Study text:
==============================

No one can reasonably expect the major newspapers to be as accurate as the blogs, after all, bloggers have much more experience and better qualifications than reporters. But one would expect that the levels of bureaucracy at major newspapers would at least provide a check on fundamental errors.
Take the Republic's story on the Immigration bill sitting on Governor Napolitano's desk. The point of the story is that Arizona has passed one of the strictest bills in the country. The entire story is built around the Draconian features of the immigration bill. Unfortunately for the Republic, the reporters used the House version of the bill for their story.
(In a bicameral (two chamber) system, bills have to get the approval of BOTH the House AND the Senate in order to be forwarded to the Governor. The Senate has the ability to change (amend) House bills and only the language that BOTH chambers agree on can become law. So writing a story based on the bill as passed by the House can lead to, you know, mistakes.)
Here's the statement that the Republic uses to demonstrate that the Arizona law is one of the two strictest in the country.
Introduced by state Rep. Russell Pearce, R-Mesa, it requires each business to sign a sworn affidavit that it does not employ undocumented workers. It imposes fines up to $150,000 for filing a false statement.
Prosecutors would be required to act within three days on written complaints alleging illegal hiring.
Well, the first part's right. It's a Pearce bill. However, the other three parts--the affidavit, the fines and the prosecutorial requirements--were eliminated from the final version.
This is the second example this week of a "never mind" mistake. That's a mistake that is so fundamental to the article that the entire reason for the story disappears.
Last week the Republic's Pat Kossan lamented the fact that the International Baccalaureate program bill died--when in fact it was moved to the budget. Editorial writer Joel Nilsson then relied on the incorrect story when he wrote a "quick hit" complaining about the Legislature's myopia.

==============================

Extracted entries:
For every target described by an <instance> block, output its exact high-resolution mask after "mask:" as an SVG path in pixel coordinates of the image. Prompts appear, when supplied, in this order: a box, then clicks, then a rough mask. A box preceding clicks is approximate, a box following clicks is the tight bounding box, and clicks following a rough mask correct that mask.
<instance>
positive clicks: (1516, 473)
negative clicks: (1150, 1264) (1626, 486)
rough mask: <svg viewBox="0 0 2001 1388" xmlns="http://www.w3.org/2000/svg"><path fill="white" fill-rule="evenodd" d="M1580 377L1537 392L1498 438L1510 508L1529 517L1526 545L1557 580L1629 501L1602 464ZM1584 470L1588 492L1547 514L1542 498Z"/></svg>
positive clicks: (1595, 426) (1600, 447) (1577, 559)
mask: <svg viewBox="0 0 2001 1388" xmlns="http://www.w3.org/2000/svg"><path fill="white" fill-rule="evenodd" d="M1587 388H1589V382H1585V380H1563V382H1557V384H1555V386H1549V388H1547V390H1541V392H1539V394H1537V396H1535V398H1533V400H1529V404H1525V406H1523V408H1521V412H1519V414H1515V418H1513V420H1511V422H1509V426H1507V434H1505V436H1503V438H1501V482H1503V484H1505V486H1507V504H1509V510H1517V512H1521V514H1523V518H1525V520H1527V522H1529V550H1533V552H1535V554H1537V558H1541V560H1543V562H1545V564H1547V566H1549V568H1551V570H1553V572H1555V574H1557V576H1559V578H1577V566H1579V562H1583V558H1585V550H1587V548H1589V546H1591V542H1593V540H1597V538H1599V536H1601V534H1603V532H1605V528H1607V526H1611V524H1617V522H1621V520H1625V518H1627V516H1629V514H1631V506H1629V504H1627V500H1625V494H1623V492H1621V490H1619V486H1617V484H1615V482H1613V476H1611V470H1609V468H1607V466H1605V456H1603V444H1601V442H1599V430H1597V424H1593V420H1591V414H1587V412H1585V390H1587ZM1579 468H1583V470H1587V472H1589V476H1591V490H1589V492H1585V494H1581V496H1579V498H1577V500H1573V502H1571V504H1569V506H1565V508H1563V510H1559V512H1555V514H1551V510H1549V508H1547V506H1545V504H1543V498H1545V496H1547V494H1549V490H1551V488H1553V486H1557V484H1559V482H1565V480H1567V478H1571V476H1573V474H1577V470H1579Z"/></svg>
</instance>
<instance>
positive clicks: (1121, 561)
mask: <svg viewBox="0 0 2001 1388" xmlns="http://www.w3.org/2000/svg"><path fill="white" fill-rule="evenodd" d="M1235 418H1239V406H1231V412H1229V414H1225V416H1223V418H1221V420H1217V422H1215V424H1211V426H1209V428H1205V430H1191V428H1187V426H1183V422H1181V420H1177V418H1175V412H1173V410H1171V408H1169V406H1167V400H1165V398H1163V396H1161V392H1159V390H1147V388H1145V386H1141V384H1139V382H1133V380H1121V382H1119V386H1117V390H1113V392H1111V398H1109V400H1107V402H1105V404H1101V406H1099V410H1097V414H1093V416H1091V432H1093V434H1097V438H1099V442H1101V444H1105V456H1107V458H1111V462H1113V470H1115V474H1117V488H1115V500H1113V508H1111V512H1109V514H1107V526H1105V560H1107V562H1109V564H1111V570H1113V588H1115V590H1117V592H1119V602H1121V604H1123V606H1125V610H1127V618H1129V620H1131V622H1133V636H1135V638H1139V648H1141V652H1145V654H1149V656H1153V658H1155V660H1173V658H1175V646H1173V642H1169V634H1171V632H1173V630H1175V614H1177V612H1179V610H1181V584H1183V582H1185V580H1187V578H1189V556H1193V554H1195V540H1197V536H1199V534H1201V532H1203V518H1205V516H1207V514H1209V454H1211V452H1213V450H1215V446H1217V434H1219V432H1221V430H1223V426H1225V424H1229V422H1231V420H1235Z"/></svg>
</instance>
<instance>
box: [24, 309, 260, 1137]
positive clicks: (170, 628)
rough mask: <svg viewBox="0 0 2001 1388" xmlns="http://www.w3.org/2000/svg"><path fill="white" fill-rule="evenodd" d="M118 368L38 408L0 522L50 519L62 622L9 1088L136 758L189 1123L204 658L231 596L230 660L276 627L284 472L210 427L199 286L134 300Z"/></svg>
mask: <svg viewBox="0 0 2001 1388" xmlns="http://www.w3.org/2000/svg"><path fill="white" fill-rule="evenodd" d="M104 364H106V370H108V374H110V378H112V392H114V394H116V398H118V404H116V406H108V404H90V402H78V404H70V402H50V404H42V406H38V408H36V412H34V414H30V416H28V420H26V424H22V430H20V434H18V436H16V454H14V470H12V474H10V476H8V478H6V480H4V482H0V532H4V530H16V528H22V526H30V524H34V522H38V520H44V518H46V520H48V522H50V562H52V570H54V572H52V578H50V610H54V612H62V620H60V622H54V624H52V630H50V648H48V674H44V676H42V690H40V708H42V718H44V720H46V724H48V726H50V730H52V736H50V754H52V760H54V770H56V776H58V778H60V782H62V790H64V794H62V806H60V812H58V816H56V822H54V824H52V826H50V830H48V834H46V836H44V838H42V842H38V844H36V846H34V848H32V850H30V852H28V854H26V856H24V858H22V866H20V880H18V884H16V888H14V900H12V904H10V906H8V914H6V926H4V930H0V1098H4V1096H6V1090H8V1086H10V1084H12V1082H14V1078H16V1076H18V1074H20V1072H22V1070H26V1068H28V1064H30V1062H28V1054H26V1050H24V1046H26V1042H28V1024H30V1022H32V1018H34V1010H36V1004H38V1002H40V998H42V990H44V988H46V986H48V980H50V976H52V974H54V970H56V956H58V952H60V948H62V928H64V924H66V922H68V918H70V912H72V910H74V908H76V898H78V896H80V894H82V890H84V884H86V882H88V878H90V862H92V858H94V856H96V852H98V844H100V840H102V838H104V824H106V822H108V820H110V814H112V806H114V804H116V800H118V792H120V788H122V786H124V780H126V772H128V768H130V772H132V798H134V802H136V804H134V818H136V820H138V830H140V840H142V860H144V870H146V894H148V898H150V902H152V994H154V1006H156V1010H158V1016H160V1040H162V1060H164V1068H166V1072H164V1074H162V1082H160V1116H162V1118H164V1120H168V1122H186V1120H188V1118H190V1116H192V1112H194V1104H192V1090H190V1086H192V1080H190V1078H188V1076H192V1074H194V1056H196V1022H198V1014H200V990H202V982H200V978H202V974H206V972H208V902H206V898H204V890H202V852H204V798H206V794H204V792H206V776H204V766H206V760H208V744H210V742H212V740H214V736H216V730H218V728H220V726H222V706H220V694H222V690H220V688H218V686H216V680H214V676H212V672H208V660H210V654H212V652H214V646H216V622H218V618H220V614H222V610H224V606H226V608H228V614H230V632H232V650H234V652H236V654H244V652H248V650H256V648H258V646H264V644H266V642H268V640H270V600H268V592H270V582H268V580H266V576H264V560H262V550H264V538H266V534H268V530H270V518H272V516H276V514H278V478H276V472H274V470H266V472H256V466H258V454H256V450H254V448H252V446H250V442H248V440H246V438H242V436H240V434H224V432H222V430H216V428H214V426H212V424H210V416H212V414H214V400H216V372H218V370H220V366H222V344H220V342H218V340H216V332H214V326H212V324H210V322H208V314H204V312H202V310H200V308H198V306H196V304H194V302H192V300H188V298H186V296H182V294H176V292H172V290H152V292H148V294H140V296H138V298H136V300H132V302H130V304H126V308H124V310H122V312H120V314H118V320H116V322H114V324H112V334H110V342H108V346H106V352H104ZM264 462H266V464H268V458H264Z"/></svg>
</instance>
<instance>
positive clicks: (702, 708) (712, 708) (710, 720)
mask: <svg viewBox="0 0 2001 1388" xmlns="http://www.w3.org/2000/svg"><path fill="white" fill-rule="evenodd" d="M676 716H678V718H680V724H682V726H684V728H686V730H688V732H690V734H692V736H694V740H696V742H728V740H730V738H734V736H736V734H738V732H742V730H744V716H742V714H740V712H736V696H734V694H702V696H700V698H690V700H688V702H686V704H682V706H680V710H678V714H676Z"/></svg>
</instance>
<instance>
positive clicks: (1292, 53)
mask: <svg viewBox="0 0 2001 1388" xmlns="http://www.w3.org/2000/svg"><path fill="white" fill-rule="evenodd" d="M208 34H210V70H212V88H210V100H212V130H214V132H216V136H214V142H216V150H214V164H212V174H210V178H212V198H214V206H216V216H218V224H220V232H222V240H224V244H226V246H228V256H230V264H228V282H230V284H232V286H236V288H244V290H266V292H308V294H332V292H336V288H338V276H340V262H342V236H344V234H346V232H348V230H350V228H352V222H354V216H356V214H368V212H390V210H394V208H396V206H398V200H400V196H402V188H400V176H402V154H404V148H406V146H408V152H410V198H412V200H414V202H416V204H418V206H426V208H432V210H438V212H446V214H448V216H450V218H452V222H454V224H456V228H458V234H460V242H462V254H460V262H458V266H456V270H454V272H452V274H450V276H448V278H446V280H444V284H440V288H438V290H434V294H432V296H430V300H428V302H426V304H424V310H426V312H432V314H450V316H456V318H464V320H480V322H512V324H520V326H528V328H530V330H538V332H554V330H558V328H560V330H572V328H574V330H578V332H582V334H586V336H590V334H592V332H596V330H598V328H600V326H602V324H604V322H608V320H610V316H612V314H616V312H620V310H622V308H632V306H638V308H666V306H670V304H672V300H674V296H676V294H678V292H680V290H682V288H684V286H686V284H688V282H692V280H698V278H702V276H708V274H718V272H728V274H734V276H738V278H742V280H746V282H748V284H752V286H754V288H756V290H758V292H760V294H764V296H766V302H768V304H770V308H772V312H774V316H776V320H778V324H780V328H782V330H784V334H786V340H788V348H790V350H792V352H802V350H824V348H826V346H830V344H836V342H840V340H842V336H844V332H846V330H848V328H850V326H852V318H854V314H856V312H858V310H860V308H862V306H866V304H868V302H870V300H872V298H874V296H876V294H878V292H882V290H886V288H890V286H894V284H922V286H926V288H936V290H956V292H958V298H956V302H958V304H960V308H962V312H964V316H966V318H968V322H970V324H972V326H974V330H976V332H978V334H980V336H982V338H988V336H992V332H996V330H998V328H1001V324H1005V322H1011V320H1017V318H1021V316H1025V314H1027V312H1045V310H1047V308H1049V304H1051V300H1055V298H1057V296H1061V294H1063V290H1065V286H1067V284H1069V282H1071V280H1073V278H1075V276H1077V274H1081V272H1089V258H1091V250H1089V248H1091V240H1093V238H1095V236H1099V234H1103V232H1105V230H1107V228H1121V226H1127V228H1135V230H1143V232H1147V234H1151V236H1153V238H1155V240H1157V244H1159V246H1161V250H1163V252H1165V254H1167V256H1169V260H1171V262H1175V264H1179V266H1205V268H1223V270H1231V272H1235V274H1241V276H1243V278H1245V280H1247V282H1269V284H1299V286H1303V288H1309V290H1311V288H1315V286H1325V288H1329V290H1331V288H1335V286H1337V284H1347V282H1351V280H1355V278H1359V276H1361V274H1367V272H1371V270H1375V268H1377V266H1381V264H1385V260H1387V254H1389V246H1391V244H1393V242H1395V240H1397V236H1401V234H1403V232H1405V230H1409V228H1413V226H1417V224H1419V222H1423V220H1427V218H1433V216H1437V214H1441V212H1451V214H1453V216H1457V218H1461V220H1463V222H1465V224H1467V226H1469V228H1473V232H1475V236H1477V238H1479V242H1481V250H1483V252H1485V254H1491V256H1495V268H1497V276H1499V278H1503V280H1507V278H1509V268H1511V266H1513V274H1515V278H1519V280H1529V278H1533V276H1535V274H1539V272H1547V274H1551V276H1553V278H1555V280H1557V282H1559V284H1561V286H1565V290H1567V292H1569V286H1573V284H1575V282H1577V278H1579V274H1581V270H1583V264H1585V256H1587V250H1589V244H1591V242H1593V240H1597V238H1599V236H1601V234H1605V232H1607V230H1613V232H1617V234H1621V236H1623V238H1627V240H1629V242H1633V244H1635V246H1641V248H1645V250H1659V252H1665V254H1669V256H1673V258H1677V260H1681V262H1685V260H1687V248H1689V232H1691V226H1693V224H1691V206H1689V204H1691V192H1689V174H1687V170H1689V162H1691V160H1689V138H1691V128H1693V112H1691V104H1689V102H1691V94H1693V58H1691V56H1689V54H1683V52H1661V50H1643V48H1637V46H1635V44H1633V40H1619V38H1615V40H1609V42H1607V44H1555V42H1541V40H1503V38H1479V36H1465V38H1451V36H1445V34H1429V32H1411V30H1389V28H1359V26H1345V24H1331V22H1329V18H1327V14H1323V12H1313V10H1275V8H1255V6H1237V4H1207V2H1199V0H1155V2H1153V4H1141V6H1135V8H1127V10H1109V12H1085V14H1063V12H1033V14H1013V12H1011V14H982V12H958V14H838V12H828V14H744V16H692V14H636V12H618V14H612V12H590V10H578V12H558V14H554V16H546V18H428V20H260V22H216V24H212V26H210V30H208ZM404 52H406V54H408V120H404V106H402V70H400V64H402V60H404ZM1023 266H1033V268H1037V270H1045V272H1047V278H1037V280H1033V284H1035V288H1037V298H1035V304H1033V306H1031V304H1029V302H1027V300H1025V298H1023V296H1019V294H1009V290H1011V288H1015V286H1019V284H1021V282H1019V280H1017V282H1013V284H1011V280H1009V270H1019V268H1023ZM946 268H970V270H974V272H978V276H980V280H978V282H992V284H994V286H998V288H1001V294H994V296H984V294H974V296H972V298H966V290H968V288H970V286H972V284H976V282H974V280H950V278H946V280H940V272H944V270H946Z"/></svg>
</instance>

==============================

Required work:
Answer these from the text on the Republic's immigration bill story:
1. Which version of the bill did the Republic's reporters base their story on?
2. According to the quoted statement, how large could the fines be for filing a false statement?
3. Who wrote the story saying the International Baccalaureate program bill died?

Response below:
1. The House version.
2. Up to $150,000.
3. Pat Kossan.